* STUDY TEXT *
--*--

Reaching the Larger Audience

While it is true that it never crosses the mind of most folk to actually do anything personally to help along progress in medical science, there is an enormously greater level of grassroots support for working on any specific named age-related condition than there is for work on aging itself. Which is somewhat strange, as all of the former are caused by the latter. Yet the nominal and incoherent position of the average fellow in the street is that on the one hand he doesn't want to suffer cancer or heart disease or neurodegenerative conditions, and is generally pleased that there are people out there somewhere trying to build cures, but yet on the other hand he is perfectly fine with aging to death on the same schedule as his grandparents, and is even made a little uncomfortable by the idea that anyone out there is working to slow or reverse aging.

Even if we set aside politics and public funding, the philanthropic and for-profit resources directed towards research and development of treatments for late stage age-related conditions are enormous in comparison to funding for research into aging itself. At this stage the best thing that could happen for the future of all of this medical development is for a sizable and increasing fraction of this flow of funds to be directed towards rejuvenation research, work on repairing the causes of aging so as to prevent and reverse all of its consequences. It is a much more efficient and beneficial path forward than the continued efforts to patch over the consequences after they have happened, but it just doesn't have much support at the moment.

--*--

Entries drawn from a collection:

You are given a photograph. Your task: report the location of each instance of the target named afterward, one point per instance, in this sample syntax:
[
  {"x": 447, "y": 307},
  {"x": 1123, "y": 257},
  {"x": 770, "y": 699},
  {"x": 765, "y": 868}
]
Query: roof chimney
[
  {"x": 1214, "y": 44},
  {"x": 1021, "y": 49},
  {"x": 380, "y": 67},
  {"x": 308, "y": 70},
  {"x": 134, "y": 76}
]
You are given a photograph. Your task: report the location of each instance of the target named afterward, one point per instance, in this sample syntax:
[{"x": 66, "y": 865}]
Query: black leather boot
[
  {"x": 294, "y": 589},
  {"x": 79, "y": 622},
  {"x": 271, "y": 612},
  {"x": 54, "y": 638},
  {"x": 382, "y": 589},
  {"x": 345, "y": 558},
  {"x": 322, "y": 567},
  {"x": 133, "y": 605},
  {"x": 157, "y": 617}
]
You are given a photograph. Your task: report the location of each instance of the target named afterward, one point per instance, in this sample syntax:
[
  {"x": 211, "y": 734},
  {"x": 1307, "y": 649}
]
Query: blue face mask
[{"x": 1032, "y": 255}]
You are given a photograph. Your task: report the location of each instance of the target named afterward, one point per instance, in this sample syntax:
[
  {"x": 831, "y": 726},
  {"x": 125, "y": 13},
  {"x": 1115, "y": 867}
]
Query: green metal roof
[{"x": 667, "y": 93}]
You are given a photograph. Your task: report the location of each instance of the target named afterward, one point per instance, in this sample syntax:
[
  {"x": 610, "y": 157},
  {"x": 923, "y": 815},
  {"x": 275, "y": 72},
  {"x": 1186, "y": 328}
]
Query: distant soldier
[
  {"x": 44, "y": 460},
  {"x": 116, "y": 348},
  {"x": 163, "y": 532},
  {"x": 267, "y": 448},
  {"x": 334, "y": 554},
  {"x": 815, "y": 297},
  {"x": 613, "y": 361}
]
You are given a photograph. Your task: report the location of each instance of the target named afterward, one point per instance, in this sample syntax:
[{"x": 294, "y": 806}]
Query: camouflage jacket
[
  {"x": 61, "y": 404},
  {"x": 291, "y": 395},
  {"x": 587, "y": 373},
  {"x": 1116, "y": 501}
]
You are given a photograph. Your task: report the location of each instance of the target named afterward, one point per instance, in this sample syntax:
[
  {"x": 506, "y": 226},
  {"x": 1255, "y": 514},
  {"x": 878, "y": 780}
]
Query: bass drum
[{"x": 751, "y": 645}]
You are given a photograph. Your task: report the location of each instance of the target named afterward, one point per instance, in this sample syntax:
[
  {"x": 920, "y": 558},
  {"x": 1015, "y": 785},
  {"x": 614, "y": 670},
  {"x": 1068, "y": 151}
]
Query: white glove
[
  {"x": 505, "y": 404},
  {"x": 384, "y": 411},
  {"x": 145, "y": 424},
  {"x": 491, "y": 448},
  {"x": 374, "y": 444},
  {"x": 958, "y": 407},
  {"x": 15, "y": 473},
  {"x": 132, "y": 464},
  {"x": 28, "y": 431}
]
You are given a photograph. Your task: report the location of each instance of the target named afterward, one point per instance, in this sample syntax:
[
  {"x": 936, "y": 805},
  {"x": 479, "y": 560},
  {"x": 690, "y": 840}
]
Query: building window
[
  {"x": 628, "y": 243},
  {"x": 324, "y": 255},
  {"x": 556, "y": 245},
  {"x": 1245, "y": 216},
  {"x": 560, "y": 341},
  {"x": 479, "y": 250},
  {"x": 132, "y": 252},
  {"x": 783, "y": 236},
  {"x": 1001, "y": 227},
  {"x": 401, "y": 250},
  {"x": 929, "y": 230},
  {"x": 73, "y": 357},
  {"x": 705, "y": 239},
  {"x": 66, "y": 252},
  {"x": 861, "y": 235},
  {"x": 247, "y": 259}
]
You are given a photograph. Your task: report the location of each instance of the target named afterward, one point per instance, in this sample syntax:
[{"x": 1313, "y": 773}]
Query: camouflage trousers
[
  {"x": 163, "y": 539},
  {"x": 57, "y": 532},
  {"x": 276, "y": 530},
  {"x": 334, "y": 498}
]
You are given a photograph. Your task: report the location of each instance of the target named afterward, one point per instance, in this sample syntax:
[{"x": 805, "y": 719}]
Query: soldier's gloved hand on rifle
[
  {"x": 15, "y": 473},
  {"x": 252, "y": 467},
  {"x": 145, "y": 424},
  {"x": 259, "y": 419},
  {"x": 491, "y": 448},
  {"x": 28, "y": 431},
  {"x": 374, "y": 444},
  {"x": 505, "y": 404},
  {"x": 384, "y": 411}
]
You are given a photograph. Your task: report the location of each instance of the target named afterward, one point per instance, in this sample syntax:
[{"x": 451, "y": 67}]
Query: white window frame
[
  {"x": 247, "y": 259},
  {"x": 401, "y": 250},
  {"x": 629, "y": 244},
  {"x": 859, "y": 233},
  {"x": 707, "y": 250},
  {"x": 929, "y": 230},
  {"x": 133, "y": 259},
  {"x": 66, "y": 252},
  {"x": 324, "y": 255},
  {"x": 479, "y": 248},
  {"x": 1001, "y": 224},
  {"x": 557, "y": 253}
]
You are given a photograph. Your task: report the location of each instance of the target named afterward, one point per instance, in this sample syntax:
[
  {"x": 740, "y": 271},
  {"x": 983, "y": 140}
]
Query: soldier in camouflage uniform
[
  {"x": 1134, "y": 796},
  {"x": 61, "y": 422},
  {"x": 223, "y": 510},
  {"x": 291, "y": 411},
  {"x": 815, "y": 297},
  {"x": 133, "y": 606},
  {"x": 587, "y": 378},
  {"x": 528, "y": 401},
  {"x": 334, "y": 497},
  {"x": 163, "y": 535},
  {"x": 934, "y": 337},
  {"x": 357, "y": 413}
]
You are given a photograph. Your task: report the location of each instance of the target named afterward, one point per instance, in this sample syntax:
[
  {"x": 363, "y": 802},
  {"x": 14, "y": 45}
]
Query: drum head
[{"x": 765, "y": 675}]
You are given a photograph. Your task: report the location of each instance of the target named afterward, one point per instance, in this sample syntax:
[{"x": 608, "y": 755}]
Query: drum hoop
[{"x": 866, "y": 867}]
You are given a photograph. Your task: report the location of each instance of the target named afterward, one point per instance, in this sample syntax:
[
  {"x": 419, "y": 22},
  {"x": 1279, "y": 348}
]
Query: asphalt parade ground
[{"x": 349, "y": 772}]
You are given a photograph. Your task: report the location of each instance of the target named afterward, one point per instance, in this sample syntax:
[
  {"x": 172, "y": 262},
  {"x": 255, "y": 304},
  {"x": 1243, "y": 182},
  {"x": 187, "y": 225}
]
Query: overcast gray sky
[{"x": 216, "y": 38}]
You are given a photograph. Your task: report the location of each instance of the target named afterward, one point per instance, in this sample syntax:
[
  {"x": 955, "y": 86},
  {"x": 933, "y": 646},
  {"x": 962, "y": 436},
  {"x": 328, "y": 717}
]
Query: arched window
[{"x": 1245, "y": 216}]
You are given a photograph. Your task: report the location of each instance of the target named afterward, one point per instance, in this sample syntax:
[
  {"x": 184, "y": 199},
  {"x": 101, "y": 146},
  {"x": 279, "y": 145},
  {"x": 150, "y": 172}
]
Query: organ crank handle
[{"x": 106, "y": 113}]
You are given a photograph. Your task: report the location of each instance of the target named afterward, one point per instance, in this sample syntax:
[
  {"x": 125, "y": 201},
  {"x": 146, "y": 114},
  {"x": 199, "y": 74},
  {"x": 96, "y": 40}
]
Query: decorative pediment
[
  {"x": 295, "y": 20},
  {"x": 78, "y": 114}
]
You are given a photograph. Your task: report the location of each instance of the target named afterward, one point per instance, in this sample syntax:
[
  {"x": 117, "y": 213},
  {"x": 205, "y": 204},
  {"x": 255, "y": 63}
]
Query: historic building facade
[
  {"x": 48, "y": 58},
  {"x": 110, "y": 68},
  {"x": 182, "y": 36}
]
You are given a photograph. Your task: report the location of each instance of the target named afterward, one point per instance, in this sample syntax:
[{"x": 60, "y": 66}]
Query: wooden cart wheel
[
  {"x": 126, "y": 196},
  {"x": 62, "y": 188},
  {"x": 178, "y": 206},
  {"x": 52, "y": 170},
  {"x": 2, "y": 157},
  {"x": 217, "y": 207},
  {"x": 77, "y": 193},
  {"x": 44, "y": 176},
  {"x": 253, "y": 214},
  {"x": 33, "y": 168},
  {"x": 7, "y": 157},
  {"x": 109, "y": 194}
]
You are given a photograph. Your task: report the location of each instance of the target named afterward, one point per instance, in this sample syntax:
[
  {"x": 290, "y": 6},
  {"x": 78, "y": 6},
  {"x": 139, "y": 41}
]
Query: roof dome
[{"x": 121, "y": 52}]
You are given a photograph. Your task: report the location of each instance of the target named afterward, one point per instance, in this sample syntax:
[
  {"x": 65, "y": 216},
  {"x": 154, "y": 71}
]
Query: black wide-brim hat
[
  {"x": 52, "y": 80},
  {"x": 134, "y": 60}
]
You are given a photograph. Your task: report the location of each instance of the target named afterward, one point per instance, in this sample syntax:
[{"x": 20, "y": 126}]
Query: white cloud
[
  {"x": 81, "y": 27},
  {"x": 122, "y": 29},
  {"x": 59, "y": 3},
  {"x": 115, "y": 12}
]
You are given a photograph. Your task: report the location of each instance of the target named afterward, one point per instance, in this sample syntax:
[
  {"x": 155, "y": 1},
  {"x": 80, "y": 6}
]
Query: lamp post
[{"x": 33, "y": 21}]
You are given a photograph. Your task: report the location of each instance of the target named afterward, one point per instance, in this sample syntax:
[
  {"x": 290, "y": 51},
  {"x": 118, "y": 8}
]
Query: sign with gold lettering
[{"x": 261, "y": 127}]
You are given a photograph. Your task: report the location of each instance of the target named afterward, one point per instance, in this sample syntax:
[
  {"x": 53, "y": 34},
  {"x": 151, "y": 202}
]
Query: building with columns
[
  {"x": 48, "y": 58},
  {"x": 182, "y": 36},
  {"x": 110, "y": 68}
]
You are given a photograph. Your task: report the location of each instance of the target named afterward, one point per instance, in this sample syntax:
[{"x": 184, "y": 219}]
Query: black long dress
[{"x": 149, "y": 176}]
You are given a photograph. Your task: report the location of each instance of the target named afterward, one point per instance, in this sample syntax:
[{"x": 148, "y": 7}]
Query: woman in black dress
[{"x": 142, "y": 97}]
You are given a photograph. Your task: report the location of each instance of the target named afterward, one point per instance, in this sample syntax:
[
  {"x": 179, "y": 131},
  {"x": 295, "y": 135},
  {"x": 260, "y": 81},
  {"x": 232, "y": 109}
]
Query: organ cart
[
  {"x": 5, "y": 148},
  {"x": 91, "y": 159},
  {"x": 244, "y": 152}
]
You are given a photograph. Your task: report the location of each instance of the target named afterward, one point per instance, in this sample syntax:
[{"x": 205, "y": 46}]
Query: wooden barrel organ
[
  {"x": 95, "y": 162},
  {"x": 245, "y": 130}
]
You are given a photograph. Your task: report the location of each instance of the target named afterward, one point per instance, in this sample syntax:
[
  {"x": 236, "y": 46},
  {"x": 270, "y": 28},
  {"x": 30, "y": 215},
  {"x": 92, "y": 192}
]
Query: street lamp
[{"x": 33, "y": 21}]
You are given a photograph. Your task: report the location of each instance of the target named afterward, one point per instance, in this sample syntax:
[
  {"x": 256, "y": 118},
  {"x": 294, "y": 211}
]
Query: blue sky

--*--

* TO DO *
A: Write out the passage on aging research from "Even if we set" up to and including "at the moment.".
B: Name every specific age-related condition that the passage on aging research mentions.
C: Give what would come next in the passage on aging research, picking up after its final sentence.
The listing has no connection to the passage on aging research.

* LIST OF ANSWERS *
A:
Even if we set aside politics and public funding, the philanthropic and for-profit resources directed towards research and development of treatments for late stage age-related conditions are enormous in comparison to funding for research into aging itself. At this stage the best thing that could happen for the future of all of this medical development is for a sizable and increasing fraction of this flow of funds to be directed towards rejuvenation research, work on repairing the causes of aging so as to prevent and reverse all of its consequences. It is a much more efficient and beneficial path forward than the continued efforts to patch over the consequences after they have happened, but it just doesn't have much support at the moment.

B: cancer, heart disease, neurodegenerative conditions

C:
This sorry state of affairs will change for the better, and indeed is changing for the better even now, but progress here will continue far more slowly than it might unless some group figures out the key to the lock. We all know that advocacy can in the best of circumstances change the course of funding and attention for any given cause in medical science, producing a large growth in directed resources and real research in the labs and the clinics. Look at AIDS research for a comparatively recent example of great success in patient advocacy: from near nothing to very large investments in research and development in a very short span of time. It can be done.

The goal that must be accomplished for rejuvenation research is in theory a simpler one than producing support from nowhere for a new condition. It is to take the existing hope and approval for better treatments for age-related conditions and transfer some of that to the development of treatments for the root cause of those conditions, which is to say aging and the few forms of damage in and between our cells that cause us to suffer and die in so many varied ways. This seems simple and obvious, but people have been trying for a while to make this pitch to the public with limited success to show for it to date. It isn't easy, and bringing the world around to this way of looking at aging and ill health is taking time and effort.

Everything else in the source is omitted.